**Records shown:**

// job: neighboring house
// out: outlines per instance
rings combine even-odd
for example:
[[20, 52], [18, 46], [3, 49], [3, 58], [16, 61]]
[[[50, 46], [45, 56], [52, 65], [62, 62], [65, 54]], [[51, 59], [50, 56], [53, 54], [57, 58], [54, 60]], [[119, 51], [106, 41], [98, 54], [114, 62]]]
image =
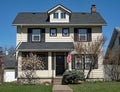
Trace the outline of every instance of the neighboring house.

**Work to complete:** Format every line of the data above as a numbered list, skipping blank lines and leaving the picture out.

**Solution for this problem:**
1. // job: neighboring house
2. // out: outlines per instance
3. rings combine even-odd
4. for example:
5. [[20, 52], [18, 46], [3, 49], [3, 58], [16, 61]]
6. [[[50, 46], [45, 56], [52, 65], [62, 62], [65, 54]], [[51, 59], [50, 56], [53, 54], [57, 58], [54, 60]], [[119, 51], [106, 41], [98, 54], [114, 62]]]
7. image =
8. Trace the outline of every instance of the neighboring house.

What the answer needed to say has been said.